"I ain't gotta lie to you to make it sound fly to you...."

" I ain't gotta lie to you to make it sound fly to you..."

This diary is just my thought, my struggle, my life, and my love. I title every journel entry with a lyric from a song because i think of life in song (so its only fitting). In between living and loving... I am writing for me. Peace.

"... I'll keep my feet on the ground and bring the sky to you."

Saturday, September 25, 2010

I can't help there's nothing I want more... (Brandi)

I ran across a old picture of you the other day, and i am reminded again of how things used to be. how beautiful you are. And if I didn't already know... i am crazy. Crazy on so many levels for so many reasons. I am like an alcoholic and you are alcohol. I've been through AA. I have accepted that I can never have another drink even have gone several years without one- moved on in so many ways. When I ran across that beautiful sexy picture of you, it was like I was holding a bottle in my hand- admiring the look and the taste but knowing i can never drink. And not by my own will but by yours and so I have to be strong. Its been 5 years. I realize that this state... is me. you are forever who my mind will drift to. I am pathetic and it actually disgusts me. but this is me...

take me as i am.

Sunday, September 5, 2010

And I know its going to be... (B. Withers)

This is the first Sunday I have had off it quite some time. I work a lot. Someone asked me yesterday if I was a work-a-holic. My girl immediately responded with a 'hell yeah'. I replied... "I'm just a hard worker :)"
______
Job 1. Can you reproduce the whole diary above word for word, with nothing changed?

(A run of records)
______
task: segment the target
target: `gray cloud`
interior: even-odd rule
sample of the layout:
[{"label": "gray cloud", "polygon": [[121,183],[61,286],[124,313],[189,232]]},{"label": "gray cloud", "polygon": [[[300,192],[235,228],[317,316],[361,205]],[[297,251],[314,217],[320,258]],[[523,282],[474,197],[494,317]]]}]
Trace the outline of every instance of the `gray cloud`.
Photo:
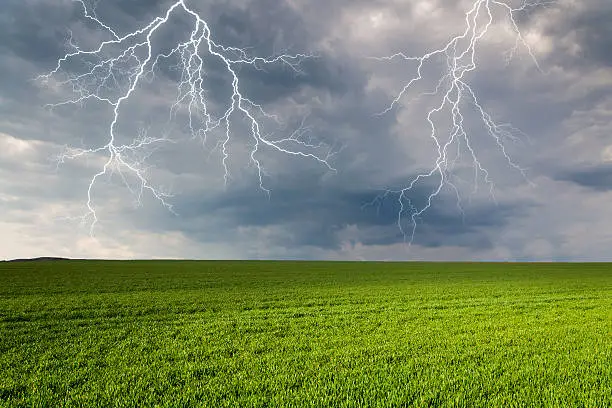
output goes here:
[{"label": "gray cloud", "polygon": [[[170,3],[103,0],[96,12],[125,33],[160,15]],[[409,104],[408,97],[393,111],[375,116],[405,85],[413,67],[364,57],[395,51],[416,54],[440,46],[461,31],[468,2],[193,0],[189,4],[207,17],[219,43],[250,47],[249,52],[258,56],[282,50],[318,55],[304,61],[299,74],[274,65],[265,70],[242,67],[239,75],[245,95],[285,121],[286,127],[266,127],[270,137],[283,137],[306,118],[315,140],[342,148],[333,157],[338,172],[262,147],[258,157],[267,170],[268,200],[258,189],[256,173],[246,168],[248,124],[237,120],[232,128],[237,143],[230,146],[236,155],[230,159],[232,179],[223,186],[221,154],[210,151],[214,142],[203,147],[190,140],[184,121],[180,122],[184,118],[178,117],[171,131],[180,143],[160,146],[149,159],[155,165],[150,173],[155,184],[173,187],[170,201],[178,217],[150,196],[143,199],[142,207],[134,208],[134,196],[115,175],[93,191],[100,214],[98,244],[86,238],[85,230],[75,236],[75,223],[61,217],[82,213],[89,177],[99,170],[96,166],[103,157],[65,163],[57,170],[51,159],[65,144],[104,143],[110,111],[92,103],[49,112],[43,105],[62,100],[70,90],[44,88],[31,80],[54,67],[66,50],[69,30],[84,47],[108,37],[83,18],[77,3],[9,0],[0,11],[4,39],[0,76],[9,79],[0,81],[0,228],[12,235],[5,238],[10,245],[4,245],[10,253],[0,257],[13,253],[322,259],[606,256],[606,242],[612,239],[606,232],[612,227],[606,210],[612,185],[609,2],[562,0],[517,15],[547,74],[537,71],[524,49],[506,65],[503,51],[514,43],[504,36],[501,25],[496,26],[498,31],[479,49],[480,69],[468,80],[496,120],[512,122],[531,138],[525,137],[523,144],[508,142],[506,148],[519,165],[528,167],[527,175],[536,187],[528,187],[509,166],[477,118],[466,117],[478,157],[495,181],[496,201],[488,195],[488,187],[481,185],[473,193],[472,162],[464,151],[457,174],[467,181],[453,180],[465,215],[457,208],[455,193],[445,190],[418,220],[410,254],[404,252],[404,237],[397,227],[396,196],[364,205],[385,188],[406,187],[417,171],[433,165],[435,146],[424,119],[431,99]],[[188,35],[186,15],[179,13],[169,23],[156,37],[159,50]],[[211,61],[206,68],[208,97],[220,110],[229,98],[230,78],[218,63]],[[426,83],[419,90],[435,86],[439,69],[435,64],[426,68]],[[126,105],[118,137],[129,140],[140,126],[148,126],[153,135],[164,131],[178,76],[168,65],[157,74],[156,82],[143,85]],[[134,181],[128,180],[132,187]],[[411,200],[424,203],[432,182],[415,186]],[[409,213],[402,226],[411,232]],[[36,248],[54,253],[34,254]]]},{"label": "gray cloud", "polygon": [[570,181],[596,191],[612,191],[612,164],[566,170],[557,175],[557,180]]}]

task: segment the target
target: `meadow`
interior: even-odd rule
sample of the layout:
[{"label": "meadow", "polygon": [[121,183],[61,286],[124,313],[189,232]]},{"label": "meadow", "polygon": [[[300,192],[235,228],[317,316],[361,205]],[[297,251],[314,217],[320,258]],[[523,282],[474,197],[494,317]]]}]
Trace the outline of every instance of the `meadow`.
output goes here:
______
Job 2. How many lines in the records above contain the word "every"? Reply with the number alone.

Full response 1.
"I ain't gotta lie to you to make it sound fly to you...."

" I ain't gotta lie to you to make it sound fly to you..."

This diary is just my thought, my struggle, my life, and my love. I title every journel entry with a lyric from a song because i think of life in song (so its only fitting). In between living and loving... I am writing for me. Peace.

"... I'll keep my feet on the ground and bring the sky to you."

Saturday, September 25, 2010

I can't help there's nothing I want more... (Brandi)

I ran across a old picture of you the other day, and i am reminded again of how things used to be. how beautiful you are. And if I didn't already know... i am crazy. Crazy on so many levels for so many reasons. I am like an alcoholic and you are alcohol. I've been through AA. I have accepted that I can never have another drink even have gone several years without one- moved on in so many ways. When I ran across that beautiful sexy picture of you, it was like I was holding a bottle in my hand- admiring the look and the taste but knowing i can never drink. And not by my own will but by yours and so I have to be strong. Its been 5 years. I realize that this state... is me. you are forever who my mind will drift to. I am pathetic and it actually disgusts me. but this is me...

take me as i am.

Sunday, September 5, 2010

And I know its going to be... (B. Withers)

This is the first Sunday I have had off it quite some time. I work a lot. Someone asked me yesterday if I was a work-a-holic. My girl immediately responded with a 'hell yeah'. I replied... "I'm just a hard worker :)"

Full response 2. 2